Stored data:
==================================================

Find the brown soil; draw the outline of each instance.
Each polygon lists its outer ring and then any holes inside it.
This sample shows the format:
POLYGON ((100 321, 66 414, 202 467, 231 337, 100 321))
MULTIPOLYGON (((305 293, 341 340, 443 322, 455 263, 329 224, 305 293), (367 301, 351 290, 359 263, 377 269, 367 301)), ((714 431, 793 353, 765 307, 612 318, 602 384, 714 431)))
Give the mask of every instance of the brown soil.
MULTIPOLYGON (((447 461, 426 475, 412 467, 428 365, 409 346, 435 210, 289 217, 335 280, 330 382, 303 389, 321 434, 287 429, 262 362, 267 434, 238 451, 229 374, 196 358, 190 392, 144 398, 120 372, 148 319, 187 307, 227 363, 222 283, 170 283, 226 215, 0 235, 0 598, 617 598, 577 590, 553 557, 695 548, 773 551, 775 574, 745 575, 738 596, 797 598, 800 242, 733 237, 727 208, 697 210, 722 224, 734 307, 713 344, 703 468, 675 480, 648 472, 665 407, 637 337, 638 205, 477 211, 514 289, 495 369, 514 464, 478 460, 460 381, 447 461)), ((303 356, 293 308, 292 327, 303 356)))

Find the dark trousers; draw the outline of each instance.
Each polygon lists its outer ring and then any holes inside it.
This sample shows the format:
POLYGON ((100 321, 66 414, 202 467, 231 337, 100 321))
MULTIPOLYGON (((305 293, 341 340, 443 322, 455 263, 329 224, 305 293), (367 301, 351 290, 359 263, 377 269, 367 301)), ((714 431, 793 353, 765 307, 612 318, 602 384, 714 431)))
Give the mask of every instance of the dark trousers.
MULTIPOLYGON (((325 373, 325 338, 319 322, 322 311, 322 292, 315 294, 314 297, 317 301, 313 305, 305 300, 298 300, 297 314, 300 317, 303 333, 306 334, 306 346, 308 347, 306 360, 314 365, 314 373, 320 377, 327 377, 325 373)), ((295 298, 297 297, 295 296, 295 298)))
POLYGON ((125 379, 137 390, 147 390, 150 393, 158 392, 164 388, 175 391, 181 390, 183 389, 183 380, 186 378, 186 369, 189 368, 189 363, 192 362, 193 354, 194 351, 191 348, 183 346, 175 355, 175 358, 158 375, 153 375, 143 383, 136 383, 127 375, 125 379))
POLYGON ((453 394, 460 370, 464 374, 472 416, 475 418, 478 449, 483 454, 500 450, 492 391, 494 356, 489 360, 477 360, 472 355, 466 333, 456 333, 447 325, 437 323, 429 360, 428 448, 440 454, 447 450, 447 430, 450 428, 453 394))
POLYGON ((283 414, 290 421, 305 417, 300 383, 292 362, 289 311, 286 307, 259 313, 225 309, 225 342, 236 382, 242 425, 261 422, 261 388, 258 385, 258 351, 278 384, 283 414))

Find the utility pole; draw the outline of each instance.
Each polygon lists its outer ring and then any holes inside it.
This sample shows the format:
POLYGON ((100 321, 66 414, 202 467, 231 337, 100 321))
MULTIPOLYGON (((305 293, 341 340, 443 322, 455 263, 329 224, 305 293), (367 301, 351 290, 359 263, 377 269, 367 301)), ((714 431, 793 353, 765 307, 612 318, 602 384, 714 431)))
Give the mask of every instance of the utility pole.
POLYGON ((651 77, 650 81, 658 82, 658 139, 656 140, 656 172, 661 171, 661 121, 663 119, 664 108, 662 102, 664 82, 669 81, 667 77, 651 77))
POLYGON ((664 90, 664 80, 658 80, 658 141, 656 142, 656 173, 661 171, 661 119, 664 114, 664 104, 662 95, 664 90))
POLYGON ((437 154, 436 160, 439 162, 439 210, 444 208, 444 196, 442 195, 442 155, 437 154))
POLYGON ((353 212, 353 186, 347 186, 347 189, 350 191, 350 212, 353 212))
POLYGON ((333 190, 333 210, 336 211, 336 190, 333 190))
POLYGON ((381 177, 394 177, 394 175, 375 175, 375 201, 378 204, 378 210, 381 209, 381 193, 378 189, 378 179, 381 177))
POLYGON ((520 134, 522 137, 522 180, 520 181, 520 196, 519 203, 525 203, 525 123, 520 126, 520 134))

==================================================

Aim of the task:
Only those lines running from the one containing "Find the utility" through the last line of the data above are to be copied, exactly, with both ends included.

Solution below:
Find the utility pole; draw the outline of each instance.
Each polygon lists its outer ring and then any holes inside it.
This sample shows the format:
POLYGON ((100 321, 66 414, 202 467, 231 337, 100 321))
MULTIPOLYGON (((305 293, 341 340, 443 322, 455 263, 329 224, 305 293), (367 301, 351 290, 359 263, 377 269, 367 301)), ((714 431, 793 353, 765 307, 612 318, 602 384, 714 431)))
Give the mask of every instance of the utility pole.
POLYGON ((651 77, 650 81, 658 82, 658 139, 656 140, 656 172, 661 171, 661 121, 663 119, 664 108, 662 102, 664 82, 669 81, 667 77, 651 77))
POLYGON ((664 90, 664 80, 658 80, 658 141, 656 142, 656 173, 661 171, 661 119, 664 114, 664 104, 662 95, 664 90))
POLYGON ((437 154, 436 160, 439 162, 439 210, 444 208, 444 196, 442 195, 442 155, 437 154))
POLYGON ((353 212, 353 186, 347 186, 347 189, 350 191, 350 212, 353 212))
POLYGON ((333 190, 333 210, 336 211, 336 190, 333 190))
POLYGON ((381 177, 394 177, 394 175, 375 175, 375 201, 378 204, 378 210, 381 209, 381 193, 378 189, 378 179, 381 177))
POLYGON ((520 134, 522 137, 522 180, 520 181, 520 196, 519 203, 525 203, 525 123, 520 126, 520 134))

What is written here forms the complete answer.